▸ **Exercise**
From the line containing "Practice step: label each instance of the white card" down to the last line of the material, output each line exactly as it appears, excluding pictures.

▸ **Extracted material**
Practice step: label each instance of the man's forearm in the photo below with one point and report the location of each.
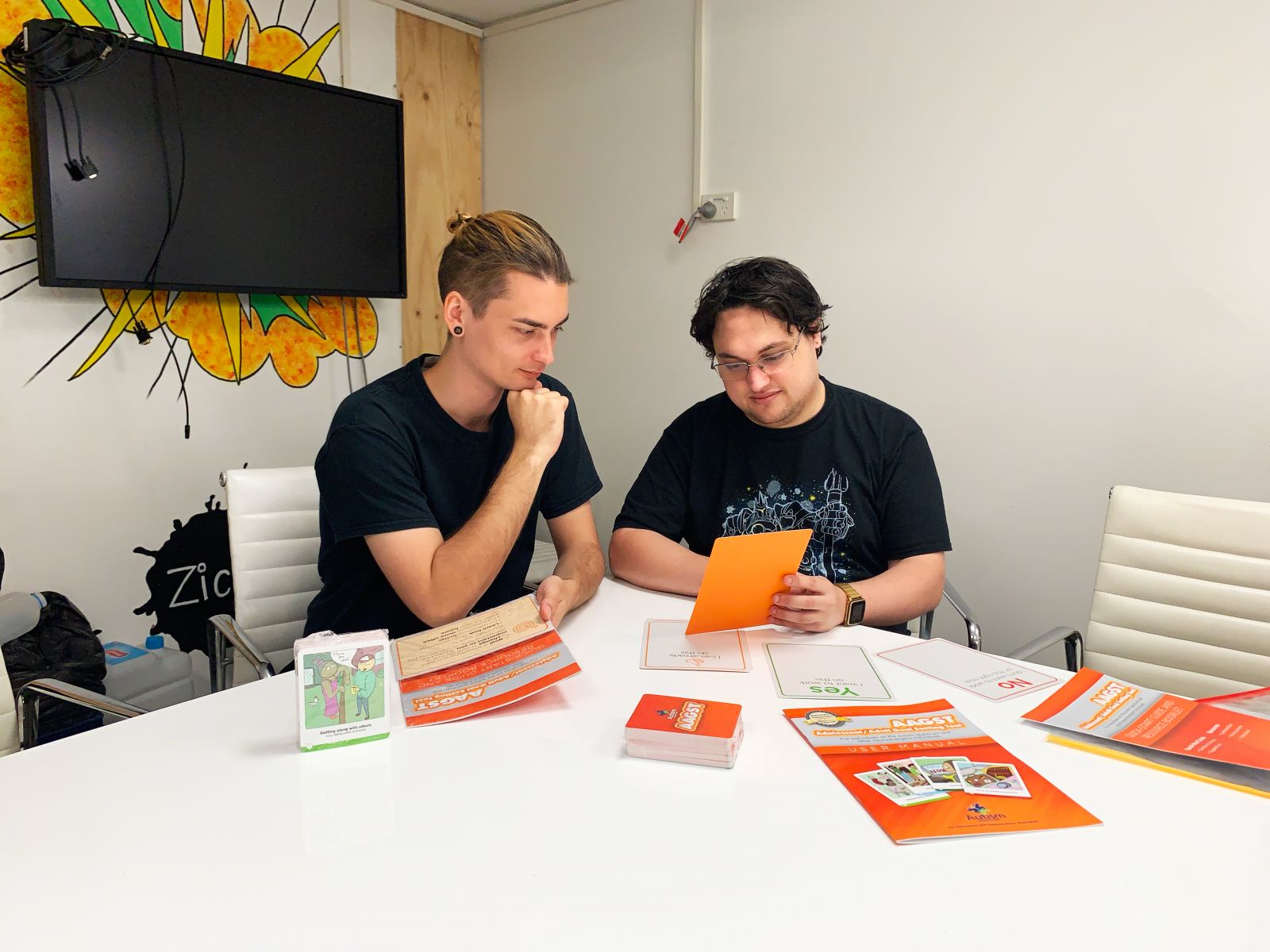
(906, 590)
(467, 564)
(584, 568)
(653, 562)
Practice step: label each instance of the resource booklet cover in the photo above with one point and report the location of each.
(470, 638)
(1214, 738)
(926, 772)
(499, 678)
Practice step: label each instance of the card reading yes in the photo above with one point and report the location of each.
(823, 672)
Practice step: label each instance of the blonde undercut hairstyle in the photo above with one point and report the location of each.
(487, 247)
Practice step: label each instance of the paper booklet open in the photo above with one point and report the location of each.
(480, 663)
(1226, 739)
(925, 772)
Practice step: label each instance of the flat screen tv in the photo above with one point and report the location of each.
(213, 177)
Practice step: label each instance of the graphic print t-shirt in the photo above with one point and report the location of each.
(859, 474)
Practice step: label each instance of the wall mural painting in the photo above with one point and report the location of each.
(230, 336)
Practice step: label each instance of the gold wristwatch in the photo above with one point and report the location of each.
(855, 612)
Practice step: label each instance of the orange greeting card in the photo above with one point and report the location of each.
(743, 574)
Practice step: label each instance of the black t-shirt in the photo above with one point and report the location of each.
(859, 474)
(395, 460)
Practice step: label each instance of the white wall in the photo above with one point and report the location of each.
(1043, 228)
(90, 469)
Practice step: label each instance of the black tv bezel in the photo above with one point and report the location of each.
(41, 183)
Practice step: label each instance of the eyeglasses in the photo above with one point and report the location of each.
(768, 365)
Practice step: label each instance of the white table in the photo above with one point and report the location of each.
(202, 827)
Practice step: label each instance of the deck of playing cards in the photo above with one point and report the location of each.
(685, 730)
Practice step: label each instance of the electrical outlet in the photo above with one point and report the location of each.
(724, 205)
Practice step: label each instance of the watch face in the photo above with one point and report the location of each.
(857, 612)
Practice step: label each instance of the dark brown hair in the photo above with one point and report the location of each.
(768, 285)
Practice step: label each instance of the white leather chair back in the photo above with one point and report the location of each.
(273, 556)
(8, 714)
(1181, 601)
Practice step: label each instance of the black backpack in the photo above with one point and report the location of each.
(65, 647)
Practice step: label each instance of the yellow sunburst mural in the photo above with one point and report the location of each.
(232, 336)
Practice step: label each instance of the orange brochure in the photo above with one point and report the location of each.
(905, 763)
(1111, 711)
(742, 575)
(497, 679)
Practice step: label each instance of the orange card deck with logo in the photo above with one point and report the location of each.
(685, 730)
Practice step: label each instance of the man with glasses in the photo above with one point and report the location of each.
(784, 448)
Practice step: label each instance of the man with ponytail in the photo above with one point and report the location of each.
(433, 476)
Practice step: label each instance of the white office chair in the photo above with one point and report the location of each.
(1181, 601)
(273, 562)
(8, 714)
(926, 624)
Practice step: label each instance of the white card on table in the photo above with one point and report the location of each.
(667, 647)
(825, 672)
(987, 676)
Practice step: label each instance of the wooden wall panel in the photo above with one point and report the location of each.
(438, 80)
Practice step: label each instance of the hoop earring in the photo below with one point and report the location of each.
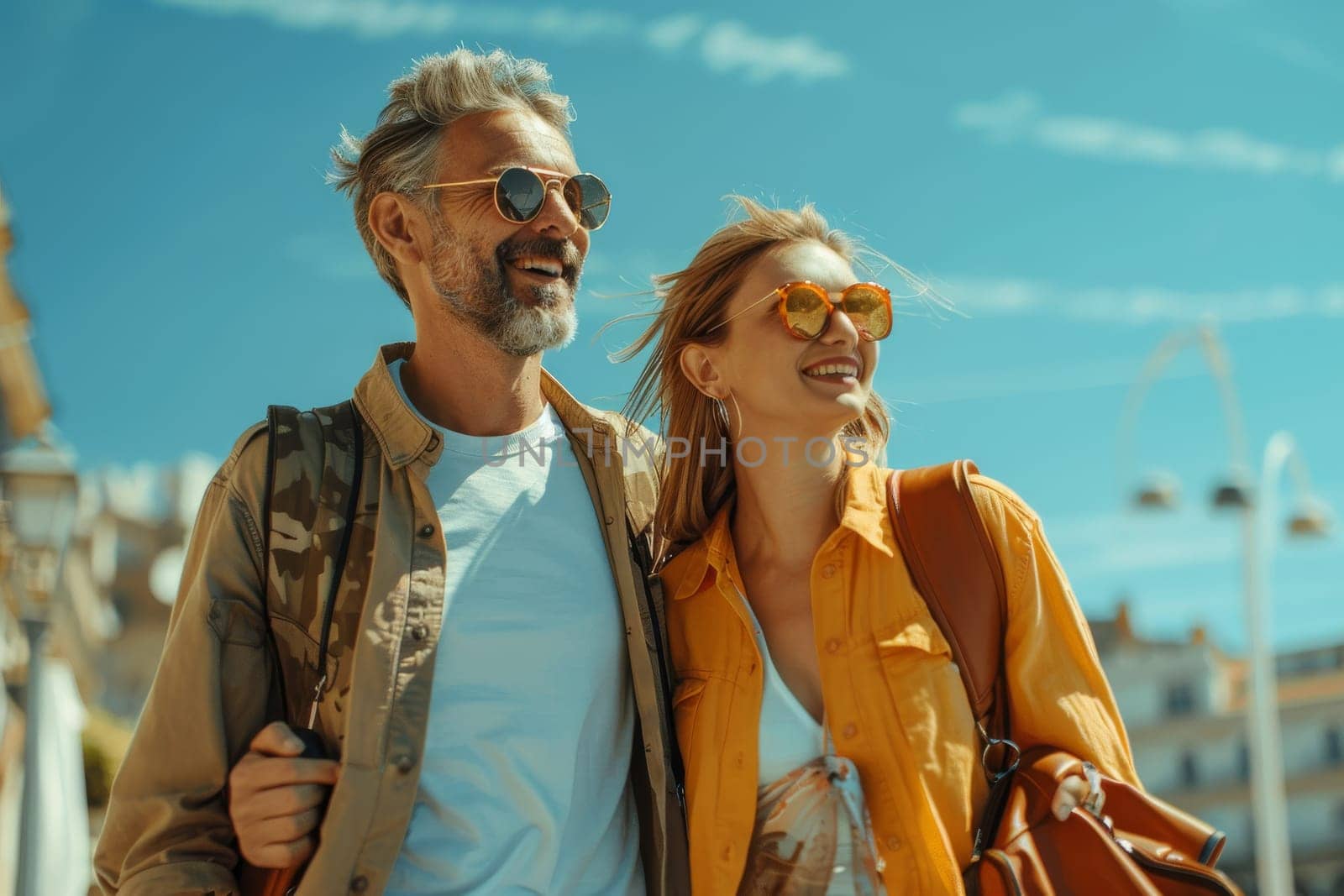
(726, 422)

▸ **The completed task**
Practice step: label each instance of the white card on table in the photo above with one point and report the location of each.
(667, 647)
(825, 672)
(987, 676)
Practice step: label each instance of the wooden wall panel in the photo above with one point and report the location of each.
(438, 80)
Practice step: label each instance of the hoop earring in the photo below with one point and report the location of each.
(726, 422)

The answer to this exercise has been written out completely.